* **TO BE DONE**:
A – Return the stretch from "The invention relates" through "said effluent gases." in the passage on removing sulphur dioxide from gases, copied word for word.
B – In the passage on removing sulphur dioxide from gases, what does the absorbing solution contain?
** START QUOTED TEXT **
Process for removing SO.sub.2 from gases

The invention relates to a method for the treatment of industrial effluent gases for the removal of sulphur dioxide, according to which the gases are contacted with an absorbing solution, containing alkali metal sulphite and bisulphite, the solution, before the contact stage, being pre-treated with air or other gas inert to the solution, preferably a gas devoid of oxygen, whereby the SO.sub.2 partial pressure of the solution is reduced, thus enhancing the SO.sub.2 removal from said effluent gases.

This invention concerns the removal of sulphur dioxide (SO.sub.2) from 
gases such as industrial effluent gases that are to be discharged to the 
atmosphere.
** END QUOTED TEXT **
** START EXTRACTED MATERIAL **
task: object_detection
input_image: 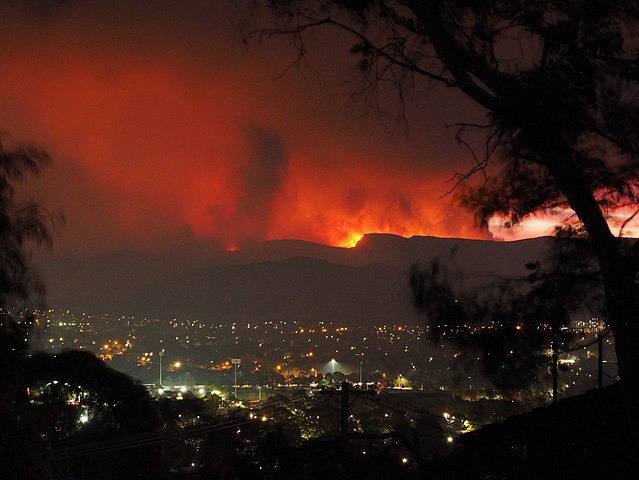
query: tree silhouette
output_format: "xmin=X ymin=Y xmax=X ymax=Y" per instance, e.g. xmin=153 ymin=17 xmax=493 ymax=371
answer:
xmin=248 ymin=0 xmax=639 ymax=397
xmin=0 ymin=138 xmax=60 ymax=478
xmin=411 ymin=234 xmax=605 ymax=393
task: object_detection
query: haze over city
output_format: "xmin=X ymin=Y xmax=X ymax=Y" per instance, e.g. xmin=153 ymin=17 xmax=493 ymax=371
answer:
xmin=0 ymin=1 xmax=584 ymax=253
xmin=0 ymin=0 xmax=639 ymax=480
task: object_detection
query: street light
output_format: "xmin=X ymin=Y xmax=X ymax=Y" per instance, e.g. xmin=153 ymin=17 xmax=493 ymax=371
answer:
xmin=158 ymin=349 xmax=164 ymax=387
xmin=231 ymin=358 xmax=242 ymax=400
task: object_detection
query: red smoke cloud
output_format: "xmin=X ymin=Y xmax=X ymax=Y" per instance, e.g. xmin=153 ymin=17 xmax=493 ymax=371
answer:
xmin=0 ymin=2 xmax=528 ymax=255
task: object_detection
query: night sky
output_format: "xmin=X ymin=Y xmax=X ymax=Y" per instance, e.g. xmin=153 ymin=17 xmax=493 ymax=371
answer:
xmin=0 ymin=0 xmax=568 ymax=252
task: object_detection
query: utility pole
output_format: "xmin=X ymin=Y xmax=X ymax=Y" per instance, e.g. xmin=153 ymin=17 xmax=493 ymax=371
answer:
xmin=231 ymin=358 xmax=242 ymax=400
xmin=339 ymin=382 xmax=351 ymax=436
xmin=321 ymin=382 xmax=377 ymax=437
xmin=597 ymin=331 xmax=604 ymax=388
xmin=158 ymin=349 xmax=164 ymax=387
xmin=552 ymin=347 xmax=559 ymax=403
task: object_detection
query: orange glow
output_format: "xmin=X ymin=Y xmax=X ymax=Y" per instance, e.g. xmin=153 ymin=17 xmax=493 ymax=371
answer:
xmin=0 ymin=6 xmax=639 ymax=255
xmin=340 ymin=234 xmax=364 ymax=248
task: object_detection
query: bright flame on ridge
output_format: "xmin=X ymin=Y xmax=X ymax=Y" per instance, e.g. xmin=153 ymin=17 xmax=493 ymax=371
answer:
xmin=346 ymin=233 xmax=364 ymax=248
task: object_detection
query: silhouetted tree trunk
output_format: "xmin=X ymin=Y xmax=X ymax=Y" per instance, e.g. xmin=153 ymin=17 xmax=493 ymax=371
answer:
xmin=251 ymin=0 xmax=639 ymax=398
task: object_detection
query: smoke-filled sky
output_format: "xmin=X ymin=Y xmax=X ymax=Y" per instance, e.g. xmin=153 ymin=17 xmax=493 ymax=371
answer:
xmin=0 ymin=0 xmax=560 ymax=255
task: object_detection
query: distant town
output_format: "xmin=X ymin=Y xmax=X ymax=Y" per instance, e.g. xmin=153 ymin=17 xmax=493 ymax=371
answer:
xmin=32 ymin=310 xmax=616 ymax=400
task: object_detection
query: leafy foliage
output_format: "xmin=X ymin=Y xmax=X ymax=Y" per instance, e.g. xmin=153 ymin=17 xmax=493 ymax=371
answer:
xmin=411 ymin=239 xmax=604 ymax=392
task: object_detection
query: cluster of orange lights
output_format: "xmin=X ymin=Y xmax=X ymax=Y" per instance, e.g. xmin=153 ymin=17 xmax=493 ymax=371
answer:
xmin=98 ymin=340 xmax=133 ymax=360
xmin=295 ymin=327 xmax=348 ymax=334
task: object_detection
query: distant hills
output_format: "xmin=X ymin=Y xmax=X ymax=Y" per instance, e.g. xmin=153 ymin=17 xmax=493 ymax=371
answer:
xmin=40 ymin=234 xmax=549 ymax=324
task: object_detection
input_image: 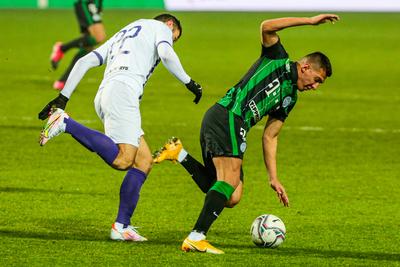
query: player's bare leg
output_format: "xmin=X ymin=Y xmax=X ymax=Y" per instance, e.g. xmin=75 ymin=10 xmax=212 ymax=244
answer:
xmin=182 ymin=157 xmax=242 ymax=254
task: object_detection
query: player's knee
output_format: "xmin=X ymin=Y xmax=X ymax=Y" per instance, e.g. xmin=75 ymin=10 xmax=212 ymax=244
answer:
xmin=112 ymin=153 xmax=134 ymax=171
xmin=134 ymin=157 xmax=153 ymax=174
xmin=225 ymin=195 xmax=240 ymax=208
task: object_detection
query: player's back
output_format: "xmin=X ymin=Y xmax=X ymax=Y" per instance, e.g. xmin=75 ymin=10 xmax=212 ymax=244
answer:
xmin=96 ymin=19 xmax=172 ymax=91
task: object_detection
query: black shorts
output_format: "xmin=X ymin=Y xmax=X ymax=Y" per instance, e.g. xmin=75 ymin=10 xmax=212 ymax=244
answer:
xmin=74 ymin=0 xmax=102 ymax=33
xmin=200 ymin=104 xmax=247 ymax=180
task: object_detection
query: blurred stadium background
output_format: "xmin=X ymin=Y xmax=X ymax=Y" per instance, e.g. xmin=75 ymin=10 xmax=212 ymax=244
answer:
xmin=0 ymin=0 xmax=400 ymax=266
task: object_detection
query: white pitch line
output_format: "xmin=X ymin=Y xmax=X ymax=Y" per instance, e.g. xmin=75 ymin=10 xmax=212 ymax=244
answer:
xmin=254 ymin=126 xmax=400 ymax=134
xmin=0 ymin=116 xmax=400 ymax=134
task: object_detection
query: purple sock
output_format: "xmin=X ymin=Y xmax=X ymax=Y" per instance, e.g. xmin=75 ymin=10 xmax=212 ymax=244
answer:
xmin=64 ymin=118 xmax=119 ymax=166
xmin=116 ymin=168 xmax=146 ymax=226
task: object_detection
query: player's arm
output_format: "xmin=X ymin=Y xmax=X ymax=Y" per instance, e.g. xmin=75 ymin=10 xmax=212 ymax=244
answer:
xmin=157 ymin=41 xmax=203 ymax=104
xmin=262 ymin=116 xmax=289 ymax=207
xmin=38 ymin=42 xmax=109 ymax=120
xmin=261 ymin=14 xmax=339 ymax=47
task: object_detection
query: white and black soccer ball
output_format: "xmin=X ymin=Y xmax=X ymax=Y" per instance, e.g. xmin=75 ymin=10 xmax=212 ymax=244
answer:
xmin=250 ymin=214 xmax=286 ymax=248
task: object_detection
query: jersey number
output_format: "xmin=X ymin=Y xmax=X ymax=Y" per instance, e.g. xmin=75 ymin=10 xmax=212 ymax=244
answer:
xmin=110 ymin=25 xmax=142 ymax=60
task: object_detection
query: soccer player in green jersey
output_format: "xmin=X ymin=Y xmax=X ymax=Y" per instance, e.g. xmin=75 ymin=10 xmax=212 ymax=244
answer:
xmin=50 ymin=0 xmax=106 ymax=90
xmin=154 ymin=14 xmax=339 ymax=254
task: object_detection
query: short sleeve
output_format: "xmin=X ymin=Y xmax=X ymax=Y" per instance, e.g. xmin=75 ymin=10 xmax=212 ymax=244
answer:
xmin=92 ymin=38 xmax=109 ymax=66
xmin=156 ymin=23 xmax=173 ymax=46
xmin=261 ymin=40 xmax=289 ymax=59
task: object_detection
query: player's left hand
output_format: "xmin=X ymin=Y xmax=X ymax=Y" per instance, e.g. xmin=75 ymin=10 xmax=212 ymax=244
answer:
xmin=38 ymin=94 xmax=68 ymax=120
xmin=311 ymin=14 xmax=339 ymax=25
xmin=185 ymin=79 xmax=203 ymax=104
xmin=270 ymin=180 xmax=289 ymax=207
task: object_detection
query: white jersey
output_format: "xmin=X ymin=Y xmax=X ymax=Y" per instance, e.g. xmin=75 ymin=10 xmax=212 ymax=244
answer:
xmin=93 ymin=19 xmax=173 ymax=92
xmin=61 ymin=19 xmax=191 ymax=98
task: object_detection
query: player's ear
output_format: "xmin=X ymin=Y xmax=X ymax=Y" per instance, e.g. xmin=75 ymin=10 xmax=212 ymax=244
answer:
xmin=301 ymin=63 xmax=311 ymax=73
xmin=165 ymin=20 xmax=174 ymax=29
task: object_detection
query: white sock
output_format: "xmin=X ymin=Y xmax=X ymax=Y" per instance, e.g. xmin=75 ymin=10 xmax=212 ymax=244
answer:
xmin=115 ymin=222 xmax=124 ymax=231
xmin=178 ymin=148 xmax=188 ymax=162
xmin=188 ymin=231 xmax=206 ymax=241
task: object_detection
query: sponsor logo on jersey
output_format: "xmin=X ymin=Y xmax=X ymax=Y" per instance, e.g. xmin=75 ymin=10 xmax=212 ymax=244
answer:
xmin=249 ymin=100 xmax=261 ymax=122
xmin=239 ymin=127 xmax=247 ymax=142
xmin=282 ymin=96 xmax=292 ymax=108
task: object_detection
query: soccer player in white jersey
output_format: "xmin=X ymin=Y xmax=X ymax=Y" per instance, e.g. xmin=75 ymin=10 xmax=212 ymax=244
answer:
xmin=39 ymin=14 xmax=202 ymax=241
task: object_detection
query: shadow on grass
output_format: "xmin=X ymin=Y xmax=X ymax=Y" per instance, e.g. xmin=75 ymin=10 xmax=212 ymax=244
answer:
xmin=226 ymin=245 xmax=400 ymax=261
xmin=0 ymin=187 xmax=106 ymax=196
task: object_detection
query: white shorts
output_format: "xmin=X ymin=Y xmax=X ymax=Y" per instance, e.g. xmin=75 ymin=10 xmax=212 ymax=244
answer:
xmin=94 ymin=80 xmax=144 ymax=147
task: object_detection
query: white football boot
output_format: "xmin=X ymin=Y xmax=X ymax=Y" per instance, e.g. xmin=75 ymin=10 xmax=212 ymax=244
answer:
xmin=39 ymin=108 xmax=69 ymax=146
xmin=110 ymin=223 xmax=147 ymax=242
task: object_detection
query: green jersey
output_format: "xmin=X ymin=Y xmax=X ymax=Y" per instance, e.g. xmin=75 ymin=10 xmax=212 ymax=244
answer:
xmin=218 ymin=41 xmax=297 ymax=130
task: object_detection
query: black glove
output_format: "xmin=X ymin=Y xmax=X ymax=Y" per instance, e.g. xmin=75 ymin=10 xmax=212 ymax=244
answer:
xmin=185 ymin=79 xmax=203 ymax=104
xmin=38 ymin=94 xmax=68 ymax=120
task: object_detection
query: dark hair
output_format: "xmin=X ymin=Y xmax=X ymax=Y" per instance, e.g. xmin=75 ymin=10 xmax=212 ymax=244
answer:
xmin=154 ymin=14 xmax=182 ymax=38
xmin=304 ymin=52 xmax=332 ymax=77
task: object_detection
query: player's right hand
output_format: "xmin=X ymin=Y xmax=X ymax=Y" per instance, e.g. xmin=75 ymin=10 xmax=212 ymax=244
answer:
xmin=185 ymin=79 xmax=203 ymax=104
xmin=38 ymin=94 xmax=69 ymax=120
xmin=270 ymin=179 xmax=289 ymax=207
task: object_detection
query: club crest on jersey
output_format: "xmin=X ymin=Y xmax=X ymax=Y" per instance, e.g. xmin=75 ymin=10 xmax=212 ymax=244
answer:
xmin=240 ymin=143 xmax=247 ymax=153
xmin=249 ymin=100 xmax=261 ymax=122
xmin=282 ymin=96 xmax=292 ymax=108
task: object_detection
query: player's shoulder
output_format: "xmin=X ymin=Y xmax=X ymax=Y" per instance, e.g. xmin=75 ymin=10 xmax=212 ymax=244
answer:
xmin=261 ymin=39 xmax=289 ymax=59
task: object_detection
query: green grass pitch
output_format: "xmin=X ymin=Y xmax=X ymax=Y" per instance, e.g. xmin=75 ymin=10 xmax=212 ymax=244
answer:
xmin=0 ymin=10 xmax=400 ymax=266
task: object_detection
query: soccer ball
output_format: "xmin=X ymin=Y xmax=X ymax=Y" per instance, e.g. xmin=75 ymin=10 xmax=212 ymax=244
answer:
xmin=250 ymin=214 xmax=286 ymax=248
** END EXTRACTED MATERIAL **
* **RESULTS**:
A –
The invention relates to a method for the treatment of industrial effluent gases for the removal of sulphur dioxide, according to which the gases are contacted with an absorbing solution, containing alkali metal sulphite and bisulphite, the solution, before the contact stage, being pre-treated with air or other gas inert to the solution, preferably a gas devoid of oxygen, whereby the SO.sub.2 partial pressure of the solution is reduced, thus enhancing the SO.sub.2 removal from said effluent gases.

B – Alkali metal sulphite and bisulphite.